TRY IT |
Retype the section of the bar-business text that begins with the words "Take martinis: They" and ends after "about their qualities.".

TEXT SEGMENT |
Take martinis: They have become very popular due to the variety they offer. The traditional martini still has a solid appeal if made with quality vodkas and gins, but other mixes, like sour apple martinis, have expanded the martini-drinking base, especially among women. But even with their increased popularity, martinis are still looking up at wine.
Beyond the traditional glass or bottle with a nice dinner, for many, wine is the drink of choice. In fact, women order wine more often than any other alcoholic beverage. Wine bars offer guests the opportunity to taste a variety of different kinds of wine and the ability to learn more about their qualities.
Specialty bars tend to stay small and intimate in size and are located in more sophisticated neighbourhoods. The costs and revenues you can expect to find when opening a specialty bar depend mostly on the type of product you serve and your location.
Like the neighbourhood bar, nightclubs can take on a number of different personalities. You can open a small cocktail lounge with a jukebox or a tinkling piano in the corner. A medium-sized club might look like a neighbourhood bar during the lunchtime hours, then spring to life with a popular band at night.
Or if you have a big enough budget, your club might be a large dance club where the most fashionable people and hippest celebrities hang out every weekend.

RECORDS SHOWN |
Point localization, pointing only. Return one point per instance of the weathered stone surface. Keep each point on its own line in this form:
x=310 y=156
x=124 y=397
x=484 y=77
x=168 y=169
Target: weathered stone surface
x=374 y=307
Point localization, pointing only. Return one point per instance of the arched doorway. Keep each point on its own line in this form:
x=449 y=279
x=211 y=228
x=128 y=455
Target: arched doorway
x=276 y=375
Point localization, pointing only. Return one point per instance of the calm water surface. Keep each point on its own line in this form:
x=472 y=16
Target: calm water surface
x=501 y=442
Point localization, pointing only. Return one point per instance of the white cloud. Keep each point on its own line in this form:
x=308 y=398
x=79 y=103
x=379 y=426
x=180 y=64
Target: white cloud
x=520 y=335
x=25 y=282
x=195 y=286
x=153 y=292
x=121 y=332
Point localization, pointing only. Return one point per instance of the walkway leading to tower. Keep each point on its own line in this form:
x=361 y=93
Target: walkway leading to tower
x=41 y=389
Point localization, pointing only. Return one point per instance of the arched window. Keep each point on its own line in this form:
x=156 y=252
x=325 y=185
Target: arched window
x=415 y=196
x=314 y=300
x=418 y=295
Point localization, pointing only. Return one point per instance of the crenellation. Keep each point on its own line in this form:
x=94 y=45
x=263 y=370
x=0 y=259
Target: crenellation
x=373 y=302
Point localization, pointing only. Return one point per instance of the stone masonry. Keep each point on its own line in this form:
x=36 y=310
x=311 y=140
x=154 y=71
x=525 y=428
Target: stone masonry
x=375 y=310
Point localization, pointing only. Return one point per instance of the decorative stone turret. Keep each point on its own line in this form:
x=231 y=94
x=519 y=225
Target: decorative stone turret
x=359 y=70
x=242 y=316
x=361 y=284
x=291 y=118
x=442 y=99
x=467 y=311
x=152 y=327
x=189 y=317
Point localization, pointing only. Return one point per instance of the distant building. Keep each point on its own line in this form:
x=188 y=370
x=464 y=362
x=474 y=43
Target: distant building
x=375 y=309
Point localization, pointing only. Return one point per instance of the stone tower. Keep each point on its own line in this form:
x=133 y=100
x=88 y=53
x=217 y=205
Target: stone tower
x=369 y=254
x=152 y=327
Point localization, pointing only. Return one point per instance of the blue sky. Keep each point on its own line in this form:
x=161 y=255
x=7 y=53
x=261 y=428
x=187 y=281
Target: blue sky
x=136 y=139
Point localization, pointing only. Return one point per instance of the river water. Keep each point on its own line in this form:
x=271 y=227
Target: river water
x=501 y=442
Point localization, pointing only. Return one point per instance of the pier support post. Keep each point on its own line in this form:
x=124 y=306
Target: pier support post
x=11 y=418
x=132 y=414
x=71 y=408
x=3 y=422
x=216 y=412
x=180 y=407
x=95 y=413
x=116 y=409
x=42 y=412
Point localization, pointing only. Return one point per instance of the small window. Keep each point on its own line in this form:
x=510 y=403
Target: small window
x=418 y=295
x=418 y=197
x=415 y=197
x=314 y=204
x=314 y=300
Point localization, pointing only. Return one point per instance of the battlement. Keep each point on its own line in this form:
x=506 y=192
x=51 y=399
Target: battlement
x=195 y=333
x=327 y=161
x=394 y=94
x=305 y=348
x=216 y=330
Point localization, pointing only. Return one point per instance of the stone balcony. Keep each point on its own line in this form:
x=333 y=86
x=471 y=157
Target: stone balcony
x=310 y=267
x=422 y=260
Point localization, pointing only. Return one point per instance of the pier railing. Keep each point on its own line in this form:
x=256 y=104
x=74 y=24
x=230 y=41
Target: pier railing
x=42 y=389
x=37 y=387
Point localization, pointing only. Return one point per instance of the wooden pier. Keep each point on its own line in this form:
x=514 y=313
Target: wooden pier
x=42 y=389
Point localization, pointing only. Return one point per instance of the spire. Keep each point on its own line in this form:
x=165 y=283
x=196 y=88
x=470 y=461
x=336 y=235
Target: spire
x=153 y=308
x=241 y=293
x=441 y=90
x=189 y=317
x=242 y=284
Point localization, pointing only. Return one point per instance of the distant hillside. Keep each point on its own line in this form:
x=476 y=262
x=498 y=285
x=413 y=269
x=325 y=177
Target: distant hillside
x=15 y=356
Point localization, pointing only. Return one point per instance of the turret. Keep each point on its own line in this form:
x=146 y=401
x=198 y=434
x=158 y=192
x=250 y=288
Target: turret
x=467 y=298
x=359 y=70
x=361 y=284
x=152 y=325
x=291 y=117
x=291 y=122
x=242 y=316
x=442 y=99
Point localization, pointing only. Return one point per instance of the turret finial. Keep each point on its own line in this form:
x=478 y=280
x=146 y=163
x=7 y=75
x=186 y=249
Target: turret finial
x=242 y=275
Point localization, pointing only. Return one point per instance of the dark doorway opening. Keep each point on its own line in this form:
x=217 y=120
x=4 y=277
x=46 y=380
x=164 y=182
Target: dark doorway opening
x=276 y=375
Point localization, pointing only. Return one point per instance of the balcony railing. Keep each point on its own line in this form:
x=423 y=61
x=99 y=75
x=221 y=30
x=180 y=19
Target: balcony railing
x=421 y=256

ANSWER TO THIS TASK |
Take martinis: They have become very popular due to the variety they offer. The traditional martini still has a solid appeal if made with quality vodkas and gins, but other mixes, like sour apple martinis, have expanded the martini-drinking base, especially among women. But even with their increased popularity, martinis are still looking up at wine.
Beyond the traditional glass or bottle with a nice dinner, for many, wine is the drink of choice. In fact, women order wine more often than any other alcoholic beverage. Wine bars offer guests the opportunity to taste a variety of different kinds of wine and the ability to learn more about their qualities.